▶ Reading text:
Review: Cracking U.S. Intervention in Venezuela

Latin America and the Caribbean

by Eva Golinger
Olive Branch Press, 2006

“Golinger shows the incontrovertible facts of Washington’s attempt to overthrow the government of Hugo Chávez….”
– from the foreword by Saul Landau

When President Hugo Chávez spoke to the UN General Assembly he held up Chomsky’s Hegemony or Survival: The Imperialist Strategy of the United States. He said, “It’s an excellent book to help us understand what has been happening in the world throughout the twentieth century, and what’s happening now, and the greatest threat looming over our planet…. The hegemonic pretensions of the American empire are placing at risk the very survival of the human species. We continue to warn you about this danger and we appeal to the people of the United States and the world to halt this threat….”

Next time at the UN, he may well recommend Golinger’s book as a specific example of Chomsky’s thesis. She has written a well-documented case study of U.S. intentions to destroy Venezuela’s democratically elected government.

Golinger gives a passionate and meticulous presentation of a few recent years, which historians may one day see as the pivotal period of Latin American history – a time when U.S. power throughout the hemisphere began to crack and when Canadians have many concerns about “deep integration” with the U.S.

Eva Golinger, a Venezuelan-American lawyer, slogged through bureaucracy and archives for years. Through the U.S. Freedom of Information Act she acquired the evidence that U.S. government agencies and their front groups had participated in the short-lived effort to overthrow Chávez and his government (they call it “funding democracy”). Even USAID, supposedly a humanitarian and development fund became “a fund for the CIA to dip into for covert interventions.” The proof in extensive appendices is there to read; her concise analysis links this evidence to the actual events. But Golinger cautions us that she is still working on collecting evidence and that the full extent of U.S. involvement is yet to be revealed.

▶ Material provided:
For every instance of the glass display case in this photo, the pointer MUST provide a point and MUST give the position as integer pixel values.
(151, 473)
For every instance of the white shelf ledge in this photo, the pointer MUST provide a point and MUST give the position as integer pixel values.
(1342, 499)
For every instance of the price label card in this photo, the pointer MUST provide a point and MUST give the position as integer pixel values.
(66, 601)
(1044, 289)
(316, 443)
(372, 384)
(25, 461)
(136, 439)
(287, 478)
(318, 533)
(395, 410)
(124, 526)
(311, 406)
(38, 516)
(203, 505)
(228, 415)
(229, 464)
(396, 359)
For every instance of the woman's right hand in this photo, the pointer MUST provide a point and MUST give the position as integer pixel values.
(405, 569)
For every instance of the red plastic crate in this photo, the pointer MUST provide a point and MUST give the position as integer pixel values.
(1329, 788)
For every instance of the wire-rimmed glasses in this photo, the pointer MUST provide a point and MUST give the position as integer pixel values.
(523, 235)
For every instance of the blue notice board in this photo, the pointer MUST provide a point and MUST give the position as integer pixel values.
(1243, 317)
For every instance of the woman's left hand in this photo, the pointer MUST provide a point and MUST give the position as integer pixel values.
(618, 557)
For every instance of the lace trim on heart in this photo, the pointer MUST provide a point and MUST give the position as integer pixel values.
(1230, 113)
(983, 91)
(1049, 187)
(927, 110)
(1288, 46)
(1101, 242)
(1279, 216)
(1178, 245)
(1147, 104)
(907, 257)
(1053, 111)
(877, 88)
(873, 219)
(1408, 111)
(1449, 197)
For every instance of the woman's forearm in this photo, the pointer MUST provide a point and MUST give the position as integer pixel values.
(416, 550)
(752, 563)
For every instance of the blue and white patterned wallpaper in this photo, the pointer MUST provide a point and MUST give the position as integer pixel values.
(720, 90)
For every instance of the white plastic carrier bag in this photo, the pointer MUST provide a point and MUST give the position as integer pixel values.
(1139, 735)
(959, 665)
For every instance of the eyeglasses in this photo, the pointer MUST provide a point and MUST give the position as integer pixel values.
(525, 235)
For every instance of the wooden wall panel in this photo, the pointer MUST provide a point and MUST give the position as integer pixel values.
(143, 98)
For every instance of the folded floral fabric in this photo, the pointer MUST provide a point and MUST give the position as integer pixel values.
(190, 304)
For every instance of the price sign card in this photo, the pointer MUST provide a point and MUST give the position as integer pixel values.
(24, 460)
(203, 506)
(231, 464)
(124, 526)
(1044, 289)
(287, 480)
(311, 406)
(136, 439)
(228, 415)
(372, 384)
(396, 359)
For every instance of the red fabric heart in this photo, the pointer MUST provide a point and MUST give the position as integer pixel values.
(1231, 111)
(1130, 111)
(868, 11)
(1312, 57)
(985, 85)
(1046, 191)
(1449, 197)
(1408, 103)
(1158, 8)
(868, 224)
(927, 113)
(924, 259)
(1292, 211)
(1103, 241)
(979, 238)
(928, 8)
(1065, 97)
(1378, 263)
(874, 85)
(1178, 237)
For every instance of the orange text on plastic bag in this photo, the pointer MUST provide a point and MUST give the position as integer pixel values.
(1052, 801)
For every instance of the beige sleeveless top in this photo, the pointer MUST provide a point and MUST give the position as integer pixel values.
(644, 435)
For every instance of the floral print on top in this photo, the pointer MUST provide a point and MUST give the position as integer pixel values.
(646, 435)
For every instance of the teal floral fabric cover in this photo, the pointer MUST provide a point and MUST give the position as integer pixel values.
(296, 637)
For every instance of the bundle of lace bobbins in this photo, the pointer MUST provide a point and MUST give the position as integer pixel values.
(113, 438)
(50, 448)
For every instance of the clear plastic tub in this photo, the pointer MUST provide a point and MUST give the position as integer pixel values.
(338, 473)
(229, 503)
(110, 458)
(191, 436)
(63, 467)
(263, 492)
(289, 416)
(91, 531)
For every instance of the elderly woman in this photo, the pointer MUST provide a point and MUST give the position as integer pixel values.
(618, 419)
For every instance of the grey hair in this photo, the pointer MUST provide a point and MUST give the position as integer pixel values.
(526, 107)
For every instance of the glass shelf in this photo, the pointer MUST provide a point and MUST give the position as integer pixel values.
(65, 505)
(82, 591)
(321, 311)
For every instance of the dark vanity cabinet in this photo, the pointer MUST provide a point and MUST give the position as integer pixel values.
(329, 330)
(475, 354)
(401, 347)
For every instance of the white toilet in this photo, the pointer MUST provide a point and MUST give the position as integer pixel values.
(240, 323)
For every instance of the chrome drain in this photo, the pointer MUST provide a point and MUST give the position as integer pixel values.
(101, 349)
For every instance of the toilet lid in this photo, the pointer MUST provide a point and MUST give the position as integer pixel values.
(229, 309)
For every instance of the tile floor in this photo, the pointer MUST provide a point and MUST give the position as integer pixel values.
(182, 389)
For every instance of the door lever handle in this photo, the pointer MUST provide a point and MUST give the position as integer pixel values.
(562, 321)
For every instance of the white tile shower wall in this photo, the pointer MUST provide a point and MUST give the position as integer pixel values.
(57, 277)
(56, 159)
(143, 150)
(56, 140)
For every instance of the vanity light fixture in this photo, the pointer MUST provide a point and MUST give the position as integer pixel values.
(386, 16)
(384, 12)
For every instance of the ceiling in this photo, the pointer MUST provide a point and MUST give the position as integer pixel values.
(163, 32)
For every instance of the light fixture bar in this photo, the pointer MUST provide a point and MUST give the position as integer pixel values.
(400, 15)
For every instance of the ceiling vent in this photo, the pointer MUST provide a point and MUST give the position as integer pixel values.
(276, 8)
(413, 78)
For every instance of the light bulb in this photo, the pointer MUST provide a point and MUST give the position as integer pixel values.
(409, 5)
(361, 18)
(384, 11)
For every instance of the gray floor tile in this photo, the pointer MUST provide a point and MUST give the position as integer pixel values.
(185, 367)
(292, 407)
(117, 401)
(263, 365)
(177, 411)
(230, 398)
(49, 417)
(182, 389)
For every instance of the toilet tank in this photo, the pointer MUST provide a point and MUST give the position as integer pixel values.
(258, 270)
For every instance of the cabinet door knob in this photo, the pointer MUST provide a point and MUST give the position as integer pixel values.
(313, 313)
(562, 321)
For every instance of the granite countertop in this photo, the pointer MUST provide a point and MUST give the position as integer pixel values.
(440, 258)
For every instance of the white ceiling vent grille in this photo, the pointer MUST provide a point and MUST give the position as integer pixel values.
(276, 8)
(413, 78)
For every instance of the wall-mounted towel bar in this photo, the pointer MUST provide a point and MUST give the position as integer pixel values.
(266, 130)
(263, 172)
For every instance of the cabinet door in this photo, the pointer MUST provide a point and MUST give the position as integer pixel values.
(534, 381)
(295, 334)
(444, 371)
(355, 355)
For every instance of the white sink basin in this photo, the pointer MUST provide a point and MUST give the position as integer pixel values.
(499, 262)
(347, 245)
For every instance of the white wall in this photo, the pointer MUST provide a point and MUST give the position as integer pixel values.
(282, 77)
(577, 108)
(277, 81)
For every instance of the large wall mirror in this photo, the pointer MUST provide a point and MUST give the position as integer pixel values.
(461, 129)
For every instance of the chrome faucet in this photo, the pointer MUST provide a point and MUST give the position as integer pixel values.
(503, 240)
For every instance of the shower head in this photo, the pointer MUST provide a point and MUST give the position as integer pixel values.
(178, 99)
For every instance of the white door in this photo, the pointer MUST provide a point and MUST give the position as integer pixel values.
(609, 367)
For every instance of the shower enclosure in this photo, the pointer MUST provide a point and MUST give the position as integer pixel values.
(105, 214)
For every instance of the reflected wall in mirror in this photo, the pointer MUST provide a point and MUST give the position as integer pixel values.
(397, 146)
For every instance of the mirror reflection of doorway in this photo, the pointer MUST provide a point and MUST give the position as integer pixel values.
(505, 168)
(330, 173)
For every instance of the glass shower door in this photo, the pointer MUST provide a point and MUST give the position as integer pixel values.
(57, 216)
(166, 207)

▶ Instructions for the task:
Please copy out the book review in full, word for word.

▶ Written response:
Review: Cracking U.S. Intervention in Venezuela

Latin America and the Caribbean

by Eva Golinger
Olive Branch Press, 2006

“Golinger shows the incontrovertible facts of Washington’s attempt to overthrow the government of Hugo Chávez….”
– from the foreword by Saul Landau

When President Hugo Chávez spoke to the UN General Assembly he held up Chomsky’s Hegemony or Survival: The Imperialist Strategy of the United States. He said, “It’s an excellent book to help us understand what has been happening in the world throughout the twentieth century, and what’s happening now, and the greatest threat looming over our planet…. The hegemonic pretensions of the American empire are placing at risk the very survival of the human species. We continue to warn you about this danger and we appeal to the people of the United States and the world to halt this threat….”

Next time at the UN, he may well recommend Golinger’s book as a specific example of Chomsky’s thesis. She has written a well-documented case study of U.S. intentions to destroy Venezuela’s democratically elected government.

Golinger gives a passionate and meticulous presentation of a few recent years, which historians may one day see as the pivotal period of Latin American history – a time when U.S. power throughout the hemisphere began to crack and when Canadians have many concerns about “deep integration” with the U.S.

Eva Golinger, a Venezuelan-American lawyer, slogged through bureaucracy and archives for years. Through the U.S. Freedom of Information Act she acquired the evidence that U.S. government agencies and their front groups had participated in the short-lived effort to overthrow Chávez and his government (they call it “funding democracy”). Even USAID, supposedly a humanitarian and development fund became “a fund for the CIA to dip into for covert interventions.” The proof in extensive appendices is there to read; her concise analysis links this evidence to the actual events. But Golinger cautions us that she is still working on collecting evidence and that the full extent of U.S. involvement is yet to be revealed.